Exercise objective >>
Stop after the line holding "the no entry". Repeat exactly every line before it in the records below, that line too, and leave out the pictures.

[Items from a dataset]
..............................
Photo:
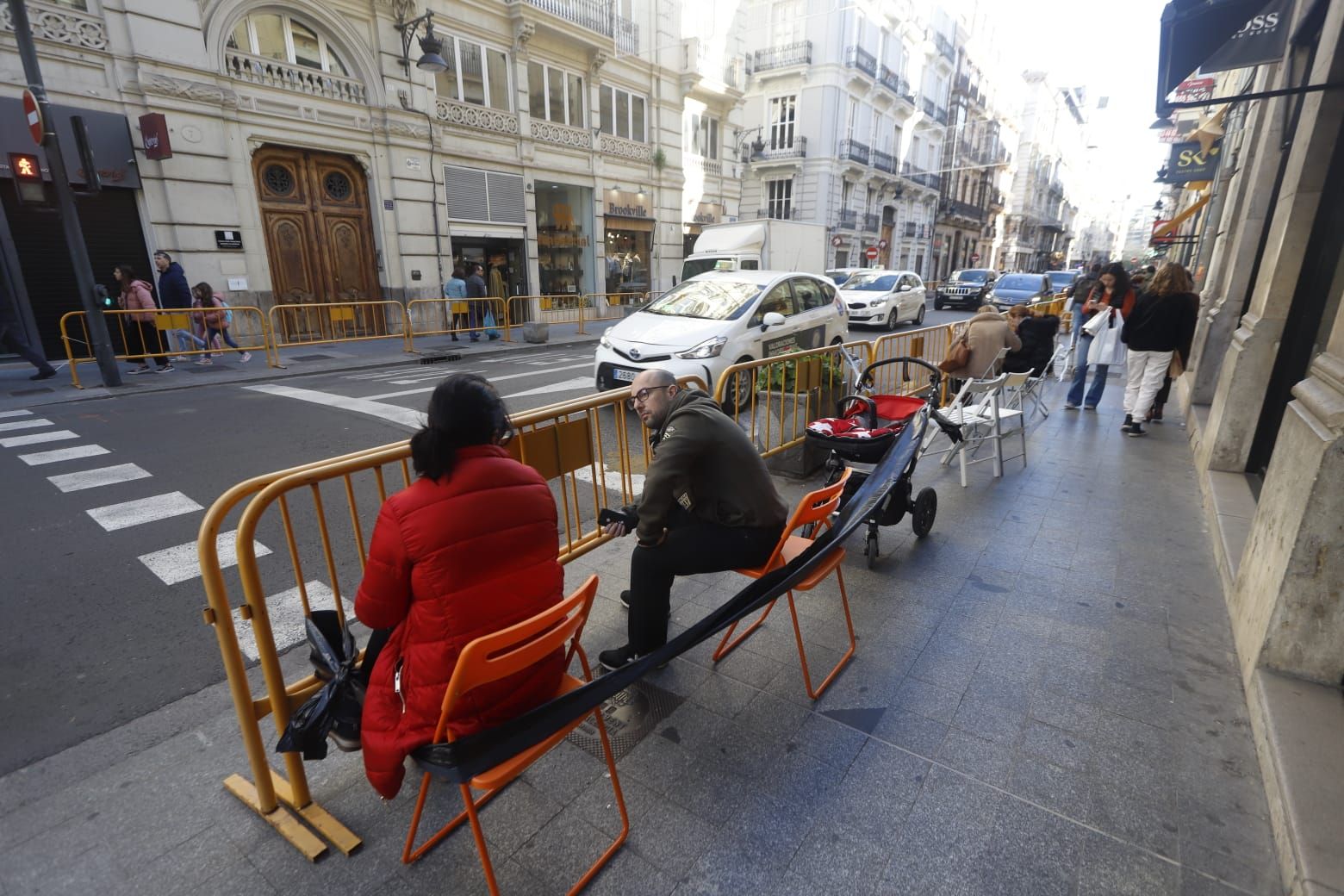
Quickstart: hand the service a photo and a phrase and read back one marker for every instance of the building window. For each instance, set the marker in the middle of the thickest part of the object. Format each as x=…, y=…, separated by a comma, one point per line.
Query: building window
x=476, y=74
x=784, y=112
x=554, y=94
x=623, y=113
x=285, y=39
x=705, y=137
x=780, y=197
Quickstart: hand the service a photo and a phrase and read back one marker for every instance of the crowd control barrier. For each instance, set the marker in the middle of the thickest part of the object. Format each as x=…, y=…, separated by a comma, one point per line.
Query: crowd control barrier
x=594, y=453
x=134, y=343
x=773, y=399
x=455, y=317
x=328, y=322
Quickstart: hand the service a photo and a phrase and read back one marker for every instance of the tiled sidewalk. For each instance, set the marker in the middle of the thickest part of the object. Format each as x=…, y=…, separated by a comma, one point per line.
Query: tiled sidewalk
x=1043, y=701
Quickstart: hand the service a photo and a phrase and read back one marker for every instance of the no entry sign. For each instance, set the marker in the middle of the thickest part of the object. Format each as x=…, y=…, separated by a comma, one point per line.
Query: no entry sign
x=34, y=115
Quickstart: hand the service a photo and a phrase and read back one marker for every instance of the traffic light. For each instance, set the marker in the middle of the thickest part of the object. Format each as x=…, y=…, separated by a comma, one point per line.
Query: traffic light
x=27, y=177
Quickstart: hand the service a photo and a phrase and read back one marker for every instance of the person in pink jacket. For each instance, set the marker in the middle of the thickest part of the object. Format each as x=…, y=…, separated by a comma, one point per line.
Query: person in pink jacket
x=137, y=297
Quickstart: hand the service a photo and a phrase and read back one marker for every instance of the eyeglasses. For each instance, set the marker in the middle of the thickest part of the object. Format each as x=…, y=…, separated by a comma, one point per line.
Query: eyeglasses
x=641, y=396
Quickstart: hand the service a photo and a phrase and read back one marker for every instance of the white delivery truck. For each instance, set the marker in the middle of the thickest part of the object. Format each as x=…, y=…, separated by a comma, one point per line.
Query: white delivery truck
x=766, y=243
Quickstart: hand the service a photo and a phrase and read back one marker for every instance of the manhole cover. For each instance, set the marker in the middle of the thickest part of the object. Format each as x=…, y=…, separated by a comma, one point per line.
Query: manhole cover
x=629, y=715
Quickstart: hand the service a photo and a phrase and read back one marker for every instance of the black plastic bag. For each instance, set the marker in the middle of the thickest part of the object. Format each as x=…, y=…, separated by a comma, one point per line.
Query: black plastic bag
x=340, y=698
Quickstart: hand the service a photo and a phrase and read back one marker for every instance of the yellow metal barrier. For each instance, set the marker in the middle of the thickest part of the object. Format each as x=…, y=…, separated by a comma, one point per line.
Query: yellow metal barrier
x=328, y=322
x=131, y=341
x=453, y=317
x=594, y=453
x=775, y=398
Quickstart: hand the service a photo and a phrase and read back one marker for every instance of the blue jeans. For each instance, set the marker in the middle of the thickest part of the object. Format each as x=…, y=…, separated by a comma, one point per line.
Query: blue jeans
x=1075, y=389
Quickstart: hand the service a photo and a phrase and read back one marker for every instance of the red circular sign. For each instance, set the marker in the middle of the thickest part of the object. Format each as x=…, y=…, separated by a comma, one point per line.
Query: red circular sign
x=34, y=115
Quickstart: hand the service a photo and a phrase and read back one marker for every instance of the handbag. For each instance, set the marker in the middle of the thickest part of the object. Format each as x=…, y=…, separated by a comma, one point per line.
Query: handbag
x=959, y=353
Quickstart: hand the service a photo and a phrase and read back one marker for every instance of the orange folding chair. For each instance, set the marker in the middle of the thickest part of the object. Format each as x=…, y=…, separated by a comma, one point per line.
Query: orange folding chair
x=812, y=512
x=497, y=656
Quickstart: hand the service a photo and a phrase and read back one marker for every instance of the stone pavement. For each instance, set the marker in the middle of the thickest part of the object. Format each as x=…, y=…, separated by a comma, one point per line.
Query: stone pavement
x=1043, y=701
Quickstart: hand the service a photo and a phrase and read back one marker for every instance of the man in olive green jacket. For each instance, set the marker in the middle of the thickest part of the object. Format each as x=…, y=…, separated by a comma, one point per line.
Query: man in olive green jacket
x=708, y=506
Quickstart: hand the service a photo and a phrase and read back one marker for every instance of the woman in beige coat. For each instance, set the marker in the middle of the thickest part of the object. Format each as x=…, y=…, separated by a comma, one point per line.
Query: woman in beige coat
x=986, y=332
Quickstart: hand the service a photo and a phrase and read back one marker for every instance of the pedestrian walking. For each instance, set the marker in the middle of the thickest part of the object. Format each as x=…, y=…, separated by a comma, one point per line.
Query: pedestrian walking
x=1113, y=292
x=1161, y=322
x=11, y=338
x=175, y=293
x=136, y=297
x=213, y=317
x=465, y=551
x=456, y=292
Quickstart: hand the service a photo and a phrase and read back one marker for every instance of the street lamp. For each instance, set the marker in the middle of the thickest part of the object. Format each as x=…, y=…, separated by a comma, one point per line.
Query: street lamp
x=432, y=46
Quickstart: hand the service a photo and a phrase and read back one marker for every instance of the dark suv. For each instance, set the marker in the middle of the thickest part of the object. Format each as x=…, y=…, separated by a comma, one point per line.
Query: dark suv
x=965, y=288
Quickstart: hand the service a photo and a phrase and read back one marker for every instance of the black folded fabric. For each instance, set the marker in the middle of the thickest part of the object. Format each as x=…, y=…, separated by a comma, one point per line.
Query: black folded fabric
x=463, y=759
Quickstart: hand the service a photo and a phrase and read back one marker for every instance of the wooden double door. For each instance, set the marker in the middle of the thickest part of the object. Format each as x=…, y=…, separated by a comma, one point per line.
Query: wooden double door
x=319, y=231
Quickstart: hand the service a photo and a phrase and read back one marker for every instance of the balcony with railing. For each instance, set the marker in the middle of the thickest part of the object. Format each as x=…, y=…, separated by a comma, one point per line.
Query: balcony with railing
x=861, y=59
x=598, y=16
x=797, y=148
x=283, y=76
x=782, y=57
x=855, y=151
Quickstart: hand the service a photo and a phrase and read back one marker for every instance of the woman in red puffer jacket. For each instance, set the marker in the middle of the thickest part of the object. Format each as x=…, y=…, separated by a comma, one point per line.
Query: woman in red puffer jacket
x=470, y=548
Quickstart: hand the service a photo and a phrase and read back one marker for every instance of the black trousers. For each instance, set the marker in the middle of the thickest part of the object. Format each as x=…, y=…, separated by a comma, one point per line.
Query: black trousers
x=14, y=343
x=690, y=548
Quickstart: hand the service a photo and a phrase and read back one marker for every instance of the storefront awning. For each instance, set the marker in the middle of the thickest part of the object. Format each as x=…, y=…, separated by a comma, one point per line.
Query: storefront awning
x=1191, y=33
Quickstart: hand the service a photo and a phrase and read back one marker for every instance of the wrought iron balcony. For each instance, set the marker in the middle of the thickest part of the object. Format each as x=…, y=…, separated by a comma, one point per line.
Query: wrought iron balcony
x=854, y=151
x=595, y=15
x=784, y=57
x=862, y=59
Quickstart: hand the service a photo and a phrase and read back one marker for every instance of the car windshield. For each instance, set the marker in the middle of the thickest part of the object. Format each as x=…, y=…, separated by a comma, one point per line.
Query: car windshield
x=1026, y=283
x=714, y=300
x=871, y=283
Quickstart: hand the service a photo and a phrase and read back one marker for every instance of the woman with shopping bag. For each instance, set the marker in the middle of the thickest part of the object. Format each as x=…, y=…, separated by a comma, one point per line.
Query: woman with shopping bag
x=1161, y=322
x=1113, y=296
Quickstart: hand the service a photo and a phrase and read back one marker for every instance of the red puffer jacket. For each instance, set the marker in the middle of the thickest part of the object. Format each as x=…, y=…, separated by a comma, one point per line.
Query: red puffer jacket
x=453, y=559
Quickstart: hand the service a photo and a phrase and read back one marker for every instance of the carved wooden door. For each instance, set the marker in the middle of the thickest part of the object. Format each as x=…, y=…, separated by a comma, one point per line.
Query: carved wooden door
x=317, y=225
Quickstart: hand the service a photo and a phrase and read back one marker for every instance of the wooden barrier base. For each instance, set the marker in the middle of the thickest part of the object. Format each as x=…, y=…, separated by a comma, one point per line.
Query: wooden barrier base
x=290, y=828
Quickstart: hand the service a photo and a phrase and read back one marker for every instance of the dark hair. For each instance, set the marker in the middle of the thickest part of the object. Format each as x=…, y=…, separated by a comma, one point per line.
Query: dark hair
x=464, y=410
x=1123, y=283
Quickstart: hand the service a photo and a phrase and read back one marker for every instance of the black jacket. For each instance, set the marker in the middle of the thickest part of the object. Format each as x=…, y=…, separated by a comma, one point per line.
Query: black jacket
x=705, y=464
x=174, y=290
x=1038, y=345
x=1161, y=322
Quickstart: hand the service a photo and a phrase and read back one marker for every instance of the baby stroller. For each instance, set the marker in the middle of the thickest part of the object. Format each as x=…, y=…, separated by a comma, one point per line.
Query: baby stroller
x=861, y=434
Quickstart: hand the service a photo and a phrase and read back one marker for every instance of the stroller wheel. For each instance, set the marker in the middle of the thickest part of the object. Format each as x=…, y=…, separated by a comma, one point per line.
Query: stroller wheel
x=926, y=509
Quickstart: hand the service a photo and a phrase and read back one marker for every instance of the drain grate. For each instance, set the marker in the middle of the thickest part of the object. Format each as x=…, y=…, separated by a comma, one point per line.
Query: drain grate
x=629, y=716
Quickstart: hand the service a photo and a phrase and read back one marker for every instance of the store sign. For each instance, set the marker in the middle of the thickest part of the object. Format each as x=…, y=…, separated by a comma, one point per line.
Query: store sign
x=623, y=204
x=1188, y=161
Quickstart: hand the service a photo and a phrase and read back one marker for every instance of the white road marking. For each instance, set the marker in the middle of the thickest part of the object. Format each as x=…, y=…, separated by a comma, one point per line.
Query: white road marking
x=494, y=379
x=390, y=413
x=38, y=439
x=568, y=386
x=160, y=507
x=64, y=454
x=82, y=480
x=180, y=563
x=24, y=425
x=287, y=617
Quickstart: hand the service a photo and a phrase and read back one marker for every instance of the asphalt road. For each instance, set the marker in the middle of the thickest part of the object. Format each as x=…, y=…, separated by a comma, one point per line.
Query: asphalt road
x=103, y=594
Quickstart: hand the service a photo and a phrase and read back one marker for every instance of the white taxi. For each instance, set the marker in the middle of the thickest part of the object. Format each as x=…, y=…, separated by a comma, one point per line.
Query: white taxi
x=885, y=297
x=719, y=319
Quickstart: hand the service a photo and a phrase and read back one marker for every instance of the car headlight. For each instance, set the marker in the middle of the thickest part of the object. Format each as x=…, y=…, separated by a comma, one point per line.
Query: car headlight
x=708, y=348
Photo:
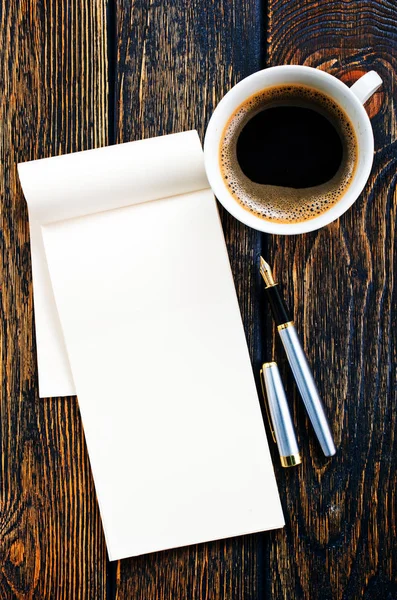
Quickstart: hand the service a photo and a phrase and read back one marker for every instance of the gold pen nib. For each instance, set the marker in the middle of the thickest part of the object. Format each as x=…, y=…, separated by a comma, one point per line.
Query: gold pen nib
x=266, y=273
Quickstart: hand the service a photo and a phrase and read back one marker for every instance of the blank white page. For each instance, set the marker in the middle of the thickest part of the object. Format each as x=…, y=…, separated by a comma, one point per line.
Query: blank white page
x=156, y=346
..............................
Expected output >>
Photo:
Quickstart: hand the service a photo and a phrase and read back one marker for every instance of the building window. For each instance, set the marker in the middle of the thickest part of the object. Format each as x=…, y=…, separated by a comma, one point per line.
Query: building window
x=476, y=74
x=784, y=112
x=554, y=94
x=623, y=113
x=285, y=39
x=705, y=137
x=780, y=197
Quickstart: hand the service a photo and a phrase and read back one marker for every instance of the crowd control barrier. For each instance, set the marker in the middle of the thickest part of the object. Format each as x=…, y=…, separated by a comma, one point per line.
Query: crowd control barrier
x=594, y=453
x=134, y=343
x=773, y=399
x=455, y=317
x=328, y=322
Quickstart: hand the service a photo and a phrase and read back one marker for every instance of the tiled sidewalk. For each instance, set the marker in the middle of the thickest part of the object. Format each as x=…, y=…, separated by a comma, one point per line.
Query: tiled sidewalk
x=1043, y=701
Quickstart: hand the service a photo and a phrase and read back one marker for every instance of the no entry sign. For each instance, set the marker in the middle of the thickest part of the object. Format each as x=…, y=…, separated by a comma, one point per line.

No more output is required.